__EXERCISE__:
Please shift each coordinate in the answers by adding 27 to both of its numbers. Give only the records starting at the line that contains "graphic t-shirt shown in this photo." and ending at the line that contains "(1222, 436)", with every line kept and nothing else changed.

__GIVEN RECORDS__:
# # #

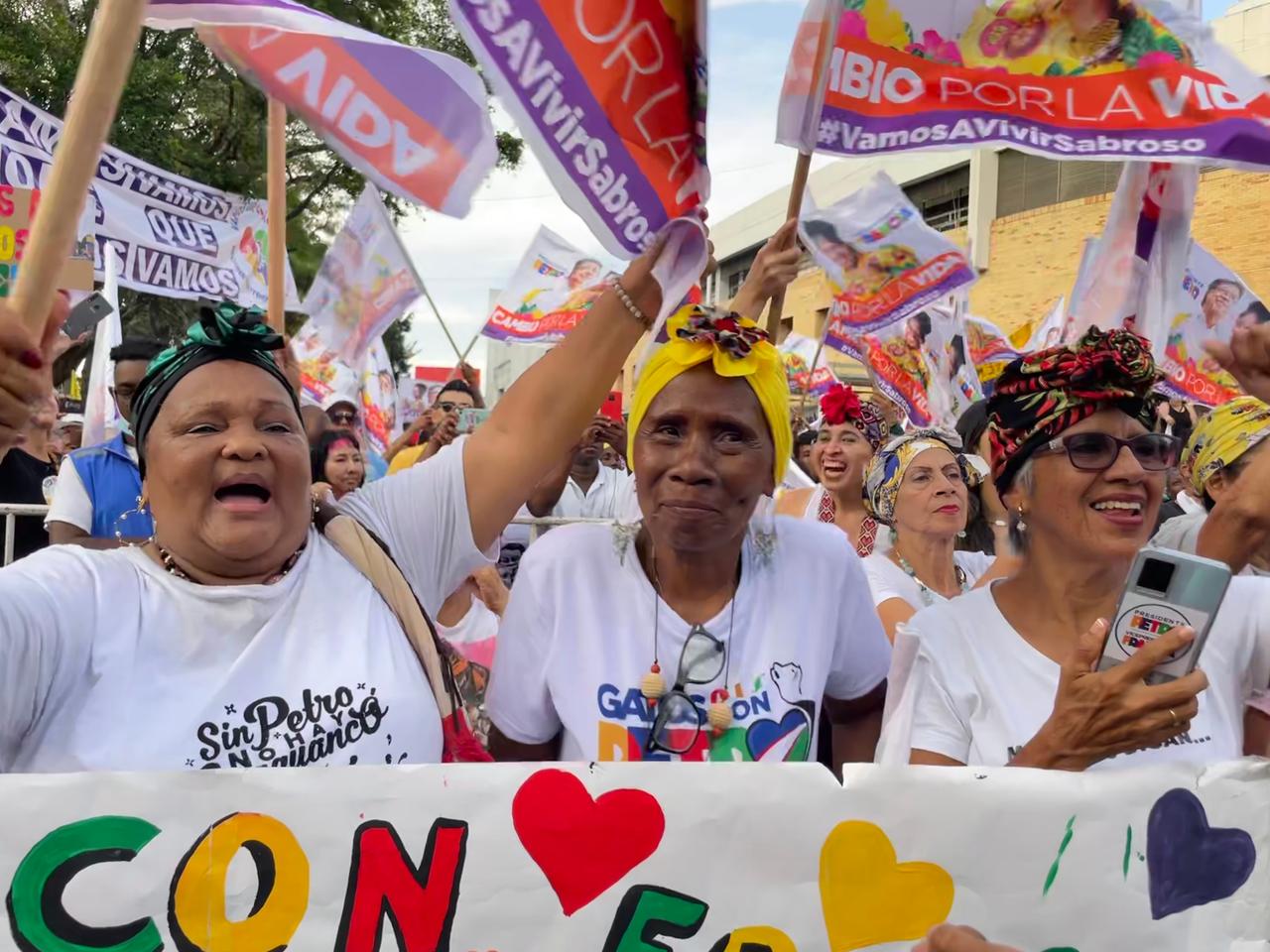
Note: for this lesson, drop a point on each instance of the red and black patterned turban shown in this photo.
(1042, 395)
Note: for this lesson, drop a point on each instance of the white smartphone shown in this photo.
(470, 417)
(1166, 590)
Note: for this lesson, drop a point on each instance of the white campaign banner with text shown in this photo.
(175, 236)
(634, 858)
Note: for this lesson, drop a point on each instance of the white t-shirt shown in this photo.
(607, 497)
(887, 580)
(983, 692)
(475, 634)
(576, 640)
(107, 661)
(1182, 535)
(71, 503)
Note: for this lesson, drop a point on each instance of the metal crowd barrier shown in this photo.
(12, 511)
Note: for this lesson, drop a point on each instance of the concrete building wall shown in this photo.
(1245, 28)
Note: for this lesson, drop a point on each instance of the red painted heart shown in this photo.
(584, 846)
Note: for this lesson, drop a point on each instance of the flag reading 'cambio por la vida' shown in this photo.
(1100, 79)
(881, 258)
(413, 121)
(612, 99)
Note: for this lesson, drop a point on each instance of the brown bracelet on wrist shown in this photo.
(631, 307)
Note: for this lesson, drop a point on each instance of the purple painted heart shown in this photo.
(1191, 864)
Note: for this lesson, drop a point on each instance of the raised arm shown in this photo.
(545, 411)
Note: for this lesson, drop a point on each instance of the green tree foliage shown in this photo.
(189, 113)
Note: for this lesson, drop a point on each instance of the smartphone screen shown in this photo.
(1166, 590)
(86, 315)
(612, 407)
(470, 417)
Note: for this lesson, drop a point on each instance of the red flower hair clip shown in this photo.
(839, 404)
(730, 333)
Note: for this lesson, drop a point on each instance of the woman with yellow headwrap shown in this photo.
(702, 633)
(1224, 461)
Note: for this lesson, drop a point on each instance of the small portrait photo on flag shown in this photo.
(1210, 303)
(880, 255)
(552, 290)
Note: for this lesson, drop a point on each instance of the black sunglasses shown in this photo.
(1097, 452)
(699, 662)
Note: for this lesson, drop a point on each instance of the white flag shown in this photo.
(100, 416)
(1143, 249)
(1049, 331)
(365, 284)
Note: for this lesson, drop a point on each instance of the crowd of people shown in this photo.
(204, 553)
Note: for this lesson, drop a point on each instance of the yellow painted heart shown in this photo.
(869, 898)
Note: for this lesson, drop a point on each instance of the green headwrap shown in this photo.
(223, 331)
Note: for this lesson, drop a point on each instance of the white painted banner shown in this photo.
(176, 238)
(634, 858)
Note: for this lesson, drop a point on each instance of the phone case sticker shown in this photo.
(1142, 624)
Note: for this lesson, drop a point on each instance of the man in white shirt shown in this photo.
(579, 488)
(95, 498)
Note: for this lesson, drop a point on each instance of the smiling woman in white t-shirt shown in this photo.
(1007, 674)
(917, 485)
(705, 634)
(239, 635)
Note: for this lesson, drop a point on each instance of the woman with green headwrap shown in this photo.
(239, 634)
(702, 633)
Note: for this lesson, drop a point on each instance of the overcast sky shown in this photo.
(462, 261)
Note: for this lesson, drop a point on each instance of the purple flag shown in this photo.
(413, 121)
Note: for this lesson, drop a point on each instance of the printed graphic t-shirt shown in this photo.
(576, 640)
(107, 661)
(983, 692)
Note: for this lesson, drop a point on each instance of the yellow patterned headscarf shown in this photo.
(738, 348)
(1222, 436)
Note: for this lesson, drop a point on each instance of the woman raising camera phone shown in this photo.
(1007, 674)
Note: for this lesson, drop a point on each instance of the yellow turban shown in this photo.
(738, 348)
(1224, 435)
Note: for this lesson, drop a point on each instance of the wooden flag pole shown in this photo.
(803, 166)
(276, 190)
(795, 204)
(112, 42)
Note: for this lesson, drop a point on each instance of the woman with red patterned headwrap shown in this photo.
(848, 435)
(1007, 674)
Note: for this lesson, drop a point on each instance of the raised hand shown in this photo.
(27, 368)
(1246, 358)
(957, 938)
(775, 267)
(1102, 714)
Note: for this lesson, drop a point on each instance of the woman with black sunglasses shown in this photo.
(1007, 674)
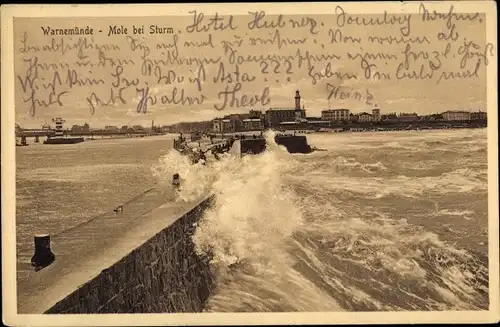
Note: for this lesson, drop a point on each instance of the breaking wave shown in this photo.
(287, 234)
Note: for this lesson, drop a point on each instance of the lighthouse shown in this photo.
(297, 100)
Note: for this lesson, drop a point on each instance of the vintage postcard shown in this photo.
(250, 163)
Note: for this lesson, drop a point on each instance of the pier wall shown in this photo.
(164, 274)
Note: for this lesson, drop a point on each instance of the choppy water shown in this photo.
(380, 221)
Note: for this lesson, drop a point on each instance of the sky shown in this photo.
(67, 97)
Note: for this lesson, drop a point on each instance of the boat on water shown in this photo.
(63, 140)
(59, 137)
(242, 145)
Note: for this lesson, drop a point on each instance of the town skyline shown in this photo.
(211, 114)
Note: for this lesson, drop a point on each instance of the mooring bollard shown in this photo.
(43, 255)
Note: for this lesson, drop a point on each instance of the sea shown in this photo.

# # #

__REPLY__:
Note: for this lesson, drop a point on each instance of the printed graphic t-shirt shown in this photo.
(603, 667)
(134, 688)
(1010, 719)
Note: for this lesson, drop a point on each instance of the yellow patterned headscarf shown in this photo.
(765, 375)
(1249, 463)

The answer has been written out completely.